# [Prompt]
Can you rewrite every line of the records from the line with "the dirt path" up to and including the final line, offsetting each x and y coordinate in the answers by -75 and keeping all other lines unchanged?

Pointing and labeling records:
##############################
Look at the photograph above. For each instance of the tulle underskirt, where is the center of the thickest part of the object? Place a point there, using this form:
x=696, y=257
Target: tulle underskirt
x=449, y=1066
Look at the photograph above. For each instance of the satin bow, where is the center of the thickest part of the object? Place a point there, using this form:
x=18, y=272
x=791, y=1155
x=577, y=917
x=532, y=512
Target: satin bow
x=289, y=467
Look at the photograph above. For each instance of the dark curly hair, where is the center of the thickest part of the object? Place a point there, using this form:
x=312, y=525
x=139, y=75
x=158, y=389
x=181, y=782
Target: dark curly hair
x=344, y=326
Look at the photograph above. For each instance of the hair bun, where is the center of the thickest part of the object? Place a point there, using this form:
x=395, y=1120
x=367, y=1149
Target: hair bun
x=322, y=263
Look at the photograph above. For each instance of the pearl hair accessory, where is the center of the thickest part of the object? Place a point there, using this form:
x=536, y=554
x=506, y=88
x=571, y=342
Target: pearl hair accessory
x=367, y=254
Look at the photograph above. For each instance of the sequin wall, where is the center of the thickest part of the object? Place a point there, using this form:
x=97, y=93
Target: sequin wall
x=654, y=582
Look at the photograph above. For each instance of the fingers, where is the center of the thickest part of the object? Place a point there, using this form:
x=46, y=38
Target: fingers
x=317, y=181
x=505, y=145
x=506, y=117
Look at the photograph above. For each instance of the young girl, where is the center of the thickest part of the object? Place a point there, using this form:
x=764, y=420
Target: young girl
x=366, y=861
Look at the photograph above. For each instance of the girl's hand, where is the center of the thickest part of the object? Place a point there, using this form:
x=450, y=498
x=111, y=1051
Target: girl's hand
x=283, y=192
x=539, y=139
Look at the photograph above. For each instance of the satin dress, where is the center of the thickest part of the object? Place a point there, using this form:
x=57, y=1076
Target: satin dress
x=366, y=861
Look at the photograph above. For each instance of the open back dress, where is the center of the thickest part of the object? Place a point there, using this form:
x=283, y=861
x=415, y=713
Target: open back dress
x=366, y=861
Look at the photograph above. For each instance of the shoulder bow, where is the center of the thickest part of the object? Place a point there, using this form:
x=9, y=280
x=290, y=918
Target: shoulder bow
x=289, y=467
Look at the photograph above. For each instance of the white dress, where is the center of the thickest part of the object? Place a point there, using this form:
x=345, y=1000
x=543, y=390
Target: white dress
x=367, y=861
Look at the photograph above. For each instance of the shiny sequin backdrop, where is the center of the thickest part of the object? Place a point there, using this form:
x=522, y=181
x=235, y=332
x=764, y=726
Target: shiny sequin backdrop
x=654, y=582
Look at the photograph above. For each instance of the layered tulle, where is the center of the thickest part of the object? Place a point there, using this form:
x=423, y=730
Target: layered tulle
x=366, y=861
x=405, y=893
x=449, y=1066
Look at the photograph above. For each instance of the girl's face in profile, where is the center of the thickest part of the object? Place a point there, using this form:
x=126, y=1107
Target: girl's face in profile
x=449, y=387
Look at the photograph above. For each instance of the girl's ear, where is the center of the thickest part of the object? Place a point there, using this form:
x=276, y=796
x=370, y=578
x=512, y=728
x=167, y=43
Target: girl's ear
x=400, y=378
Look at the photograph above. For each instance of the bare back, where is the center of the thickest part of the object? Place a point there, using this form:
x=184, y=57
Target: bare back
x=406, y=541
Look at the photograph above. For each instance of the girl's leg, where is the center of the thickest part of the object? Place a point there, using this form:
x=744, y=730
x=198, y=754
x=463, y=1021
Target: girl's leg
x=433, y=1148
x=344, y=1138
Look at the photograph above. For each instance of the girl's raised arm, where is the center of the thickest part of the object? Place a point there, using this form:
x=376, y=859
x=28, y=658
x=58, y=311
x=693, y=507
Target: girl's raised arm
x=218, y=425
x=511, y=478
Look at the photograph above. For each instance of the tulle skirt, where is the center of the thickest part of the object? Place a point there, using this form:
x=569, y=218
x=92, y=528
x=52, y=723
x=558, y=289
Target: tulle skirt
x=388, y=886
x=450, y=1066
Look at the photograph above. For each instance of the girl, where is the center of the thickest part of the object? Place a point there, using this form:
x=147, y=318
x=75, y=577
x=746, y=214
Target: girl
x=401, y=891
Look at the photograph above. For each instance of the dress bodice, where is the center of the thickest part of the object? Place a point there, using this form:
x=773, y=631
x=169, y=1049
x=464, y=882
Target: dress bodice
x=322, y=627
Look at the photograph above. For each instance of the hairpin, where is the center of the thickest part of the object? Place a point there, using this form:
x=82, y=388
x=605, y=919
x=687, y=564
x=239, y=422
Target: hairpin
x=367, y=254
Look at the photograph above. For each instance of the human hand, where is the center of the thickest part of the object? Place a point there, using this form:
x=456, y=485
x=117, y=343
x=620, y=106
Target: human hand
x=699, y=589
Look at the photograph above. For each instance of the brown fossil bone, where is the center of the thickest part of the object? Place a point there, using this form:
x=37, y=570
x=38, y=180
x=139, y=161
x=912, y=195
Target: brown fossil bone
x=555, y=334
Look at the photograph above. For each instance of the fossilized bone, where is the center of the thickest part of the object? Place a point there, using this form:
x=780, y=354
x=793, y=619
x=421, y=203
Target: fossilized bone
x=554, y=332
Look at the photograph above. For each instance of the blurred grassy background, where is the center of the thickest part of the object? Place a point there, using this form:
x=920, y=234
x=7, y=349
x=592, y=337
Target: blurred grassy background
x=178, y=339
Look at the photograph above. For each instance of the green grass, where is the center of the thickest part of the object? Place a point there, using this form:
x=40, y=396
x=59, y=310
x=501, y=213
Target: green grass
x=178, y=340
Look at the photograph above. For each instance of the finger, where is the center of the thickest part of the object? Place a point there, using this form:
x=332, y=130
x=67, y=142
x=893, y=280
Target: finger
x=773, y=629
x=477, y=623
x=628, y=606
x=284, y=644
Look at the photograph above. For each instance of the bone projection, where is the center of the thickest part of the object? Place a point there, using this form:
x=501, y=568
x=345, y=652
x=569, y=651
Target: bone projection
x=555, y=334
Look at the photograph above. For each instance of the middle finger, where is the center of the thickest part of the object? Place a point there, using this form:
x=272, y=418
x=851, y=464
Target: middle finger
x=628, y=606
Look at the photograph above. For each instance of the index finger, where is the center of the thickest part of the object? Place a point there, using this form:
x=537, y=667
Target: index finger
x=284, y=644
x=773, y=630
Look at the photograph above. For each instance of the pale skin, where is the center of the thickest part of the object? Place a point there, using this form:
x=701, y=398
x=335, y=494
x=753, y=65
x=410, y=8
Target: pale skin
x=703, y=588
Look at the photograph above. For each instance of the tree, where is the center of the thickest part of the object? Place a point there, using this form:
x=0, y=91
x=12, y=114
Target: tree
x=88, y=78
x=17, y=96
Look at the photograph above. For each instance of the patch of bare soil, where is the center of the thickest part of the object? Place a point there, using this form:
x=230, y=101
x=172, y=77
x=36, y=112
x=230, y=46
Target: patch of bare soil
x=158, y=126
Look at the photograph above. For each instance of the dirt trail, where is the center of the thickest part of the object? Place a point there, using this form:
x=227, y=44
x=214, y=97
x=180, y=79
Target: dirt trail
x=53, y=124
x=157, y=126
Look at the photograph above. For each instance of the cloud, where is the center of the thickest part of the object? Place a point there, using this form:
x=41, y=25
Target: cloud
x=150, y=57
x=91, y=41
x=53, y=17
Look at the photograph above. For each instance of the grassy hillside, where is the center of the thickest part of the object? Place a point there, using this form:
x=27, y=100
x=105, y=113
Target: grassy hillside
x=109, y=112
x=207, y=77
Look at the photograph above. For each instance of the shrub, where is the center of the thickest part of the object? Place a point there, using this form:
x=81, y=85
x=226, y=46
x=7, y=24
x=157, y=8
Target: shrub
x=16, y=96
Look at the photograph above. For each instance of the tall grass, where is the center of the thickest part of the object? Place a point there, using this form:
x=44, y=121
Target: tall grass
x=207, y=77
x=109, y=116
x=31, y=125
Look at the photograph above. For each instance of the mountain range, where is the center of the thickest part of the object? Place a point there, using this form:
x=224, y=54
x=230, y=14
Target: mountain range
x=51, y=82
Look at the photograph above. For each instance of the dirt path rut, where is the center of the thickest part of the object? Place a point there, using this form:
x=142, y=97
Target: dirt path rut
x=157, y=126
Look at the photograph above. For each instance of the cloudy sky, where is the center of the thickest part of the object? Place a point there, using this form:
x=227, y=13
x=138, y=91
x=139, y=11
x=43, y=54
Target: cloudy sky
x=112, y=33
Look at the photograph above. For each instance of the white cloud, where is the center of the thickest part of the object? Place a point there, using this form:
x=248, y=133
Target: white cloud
##############################
# [Task solution]
Look at the photograph above. For each instance of the dirt path rut, where is the center of the thickest part of the object? Place a point there, using this form:
x=142, y=97
Target: dirt path rut
x=82, y=51
Look at the photograph above. For each instance of the cloudy sky, where is the center of the thickest part of the object? Place a point there, using this form:
x=227, y=13
x=138, y=91
x=139, y=11
x=43, y=54
Target: cloudy sky
x=37, y=-42
Look at the photograph above. For each instance of the white cloud, where is the center of the thickest part of the object? Place a point there, using this form:
x=248, y=133
Target: white cloud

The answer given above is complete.